**AIM:**
Copy every one of the lines below word for word. Leave the pictures out of your copy.

+ + + + +

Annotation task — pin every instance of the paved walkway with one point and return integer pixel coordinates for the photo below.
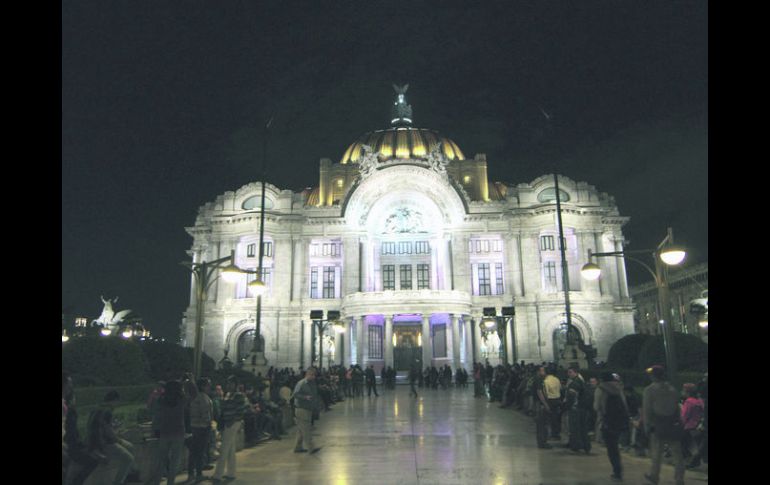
(444, 437)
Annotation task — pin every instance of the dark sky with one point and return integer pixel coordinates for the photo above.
(163, 103)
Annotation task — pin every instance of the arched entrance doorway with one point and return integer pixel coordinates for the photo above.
(569, 347)
(246, 345)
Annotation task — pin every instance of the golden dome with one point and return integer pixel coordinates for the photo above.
(402, 143)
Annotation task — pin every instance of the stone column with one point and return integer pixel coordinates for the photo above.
(468, 342)
(350, 268)
(360, 329)
(455, 341)
(477, 339)
(427, 342)
(388, 343)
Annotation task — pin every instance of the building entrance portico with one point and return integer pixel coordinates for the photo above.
(407, 346)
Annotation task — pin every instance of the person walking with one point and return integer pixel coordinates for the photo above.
(413, 371)
(371, 381)
(577, 414)
(552, 386)
(692, 418)
(170, 414)
(612, 409)
(201, 415)
(542, 408)
(233, 410)
(662, 423)
(306, 401)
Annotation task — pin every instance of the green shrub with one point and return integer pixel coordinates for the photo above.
(107, 361)
(169, 361)
(624, 354)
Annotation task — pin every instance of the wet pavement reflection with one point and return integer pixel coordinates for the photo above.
(442, 437)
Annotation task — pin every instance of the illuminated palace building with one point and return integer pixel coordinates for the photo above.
(408, 240)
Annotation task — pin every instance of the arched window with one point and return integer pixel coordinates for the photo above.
(255, 203)
(549, 195)
(246, 344)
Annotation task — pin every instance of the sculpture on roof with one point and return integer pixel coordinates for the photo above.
(437, 160)
(108, 316)
(368, 162)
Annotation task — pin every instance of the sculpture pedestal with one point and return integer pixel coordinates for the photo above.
(256, 363)
(573, 355)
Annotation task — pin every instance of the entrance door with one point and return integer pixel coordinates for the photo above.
(407, 350)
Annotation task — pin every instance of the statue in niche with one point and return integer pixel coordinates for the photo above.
(367, 164)
(437, 160)
(404, 220)
(108, 316)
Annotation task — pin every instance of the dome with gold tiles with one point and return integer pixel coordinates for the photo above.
(402, 142)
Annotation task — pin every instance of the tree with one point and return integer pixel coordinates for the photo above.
(691, 352)
(108, 361)
(624, 354)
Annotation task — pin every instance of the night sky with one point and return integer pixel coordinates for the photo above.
(163, 105)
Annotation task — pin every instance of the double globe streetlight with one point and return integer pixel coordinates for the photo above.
(666, 252)
(203, 276)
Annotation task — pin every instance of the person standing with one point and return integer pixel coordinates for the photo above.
(371, 381)
(542, 408)
(233, 410)
(552, 386)
(612, 409)
(413, 371)
(201, 415)
(662, 423)
(692, 416)
(306, 402)
(577, 414)
(170, 414)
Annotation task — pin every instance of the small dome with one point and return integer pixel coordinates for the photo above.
(402, 143)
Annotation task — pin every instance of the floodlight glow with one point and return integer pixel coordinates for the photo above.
(672, 255)
(231, 273)
(591, 271)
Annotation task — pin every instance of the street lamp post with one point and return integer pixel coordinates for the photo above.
(203, 273)
(667, 253)
(321, 325)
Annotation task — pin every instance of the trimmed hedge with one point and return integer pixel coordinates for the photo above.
(101, 362)
(105, 361)
(624, 354)
(170, 361)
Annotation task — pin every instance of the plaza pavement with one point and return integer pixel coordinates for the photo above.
(444, 437)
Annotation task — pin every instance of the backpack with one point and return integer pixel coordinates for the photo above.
(615, 414)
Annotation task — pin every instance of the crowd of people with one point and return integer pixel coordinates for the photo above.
(204, 419)
(660, 421)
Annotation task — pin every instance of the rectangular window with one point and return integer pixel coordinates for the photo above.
(405, 271)
(314, 282)
(267, 276)
(423, 277)
(388, 277)
(439, 340)
(485, 286)
(549, 273)
(375, 342)
(328, 282)
(499, 279)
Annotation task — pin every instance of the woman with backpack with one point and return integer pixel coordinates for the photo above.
(611, 407)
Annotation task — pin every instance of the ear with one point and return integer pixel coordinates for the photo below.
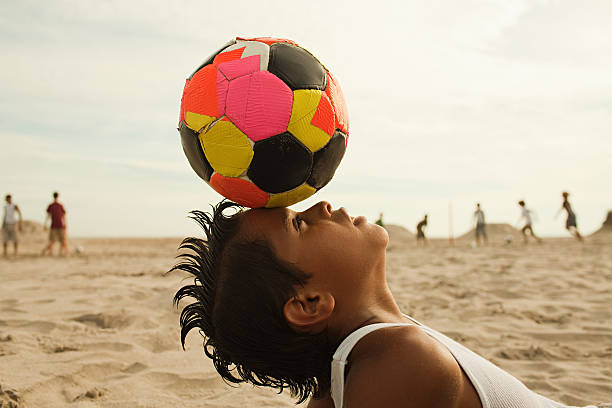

+ + + + +

**FINAL ANSWER:**
Annotation task — pin every instance of the paved walkway with one point and return integer pixel coordinates for the photo below.
(444, 437)
Annotation task — pin every instance of the dark sky with one point and return integer pixel coordinates for the photo above.
(163, 103)
Annotation task — pin every instance of the arched entrance doorway with one point and return integer pixel coordinates for the photo above.
(569, 347)
(246, 345)
Annotation task — pin every instance of the golden dome with one point and return integer pixel coordinates for the photo above.
(402, 143)
Annotation task — pin every instance of the stone column with one point and return integer pixel coordinates for the photo above.
(468, 342)
(350, 268)
(360, 329)
(455, 341)
(477, 339)
(427, 342)
(388, 343)
Annotation task — pin every instance of the building entrance portico with one point and return integer pixel coordinates for the photo above.
(407, 346)
Annotation task — pin every instance of the person walking with one point and return integer pixel coordinates for the photo above.
(413, 371)
(371, 381)
(577, 414)
(552, 386)
(692, 418)
(170, 414)
(612, 409)
(201, 415)
(542, 408)
(233, 410)
(662, 423)
(306, 401)
Annotation task — pin every instance of the green shrub with one point and return integer pixel coordinates for the photo above.
(107, 361)
(169, 361)
(624, 354)
Annotation task — pin every instance of the wet pavement reflection with one point and return integer pixel coordinates for the photo above.
(442, 437)
Annotation task — pin every instance of the illuminated palace building with one point and return integer pixel coordinates for the photo above.
(408, 240)
Annotation task — pin every instance of the arched window with one point and return integer pixel coordinates for the photo above.
(255, 203)
(549, 195)
(246, 344)
Annotation task — pin every instance of the sculpture on roof with one point and return integer pixel coordinates for the photo above.
(437, 160)
(108, 316)
(368, 162)
Annotation task — pin every instance of the sculpture pedestal with one point and return integer pixel coordinates for the photo above.
(256, 363)
(573, 355)
Annotation task — pin every instance of the entrance door with one point and return integer pixel coordinates for the photo above.
(407, 350)
Annotation task — pin every instance of the statue in niche with one point and return integer pixel coordinates for the photo above.
(367, 164)
(437, 160)
(404, 220)
(108, 316)
Annotation task — pin every instance of the dome with gold tiles with one point and return integer pixel coordinates for the photo above.
(402, 142)
Annotation task — pin every instance of the tree with one point and return integer pixel coordinates for the photo above.
(691, 352)
(108, 361)
(624, 354)
Annotation task — pin every instance of the night sky with one point and return integer pixel coordinates for the photo above.
(163, 105)
Annotation task — pin every instance of the double globe streetlight with one point and return integer pixel coordinates for the photo above.
(666, 252)
(203, 276)
Annotation task — pin every instance of the person standing with one point and return integer pixel coordinates for the photo above.
(371, 381)
(542, 408)
(233, 410)
(552, 386)
(612, 409)
(413, 371)
(201, 415)
(662, 423)
(692, 416)
(306, 402)
(577, 414)
(170, 414)
Annotation task — pin every instance of the small dome with one point and return integer pixel coordinates for the photo above.
(402, 143)
Annotation task — pin every instance of the floodlight glow with one point and return integer pixel coordinates for the photo above.
(672, 255)
(231, 273)
(591, 271)
Annotation task — pin every instance of the street lamp post with one point and return integer pixel coordinates for the photo above.
(203, 273)
(667, 253)
(321, 325)
Annotation task — pin every instance of the trimmed hedge with one point and return integer pixel coordinates for the photo above.
(101, 362)
(105, 361)
(624, 354)
(170, 361)
Annotation task — pin every instance of the plaza pavement with one point and return integer pixel coordinates for the photo above.
(444, 437)
Annotation task — pin every instance of the backpack with one point and return integer pixel coordinates for the photo above.
(615, 414)
Annotation task — pin every instance of the crowd of people with one point and return integer pixel coordinates for the photo above.
(204, 419)
(660, 421)
Annotation task — pin every instance of the rectangular window with one point and return integer pixel coordinates for the photo above.
(405, 271)
(314, 282)
(267, 276)
(423, 277)
(388, 277)
(439, 340)
(485, 286)
(549, 273)
(375, 342)
(328, 282)
(499, 279)
Annotation task — pin every instance of the woman with backpack with one point and return integer pixel coordinates for the photo above.
(611, 407)
Annotation task — pin every instance of the ear with one point and return integer pixel coordinates for the photo below.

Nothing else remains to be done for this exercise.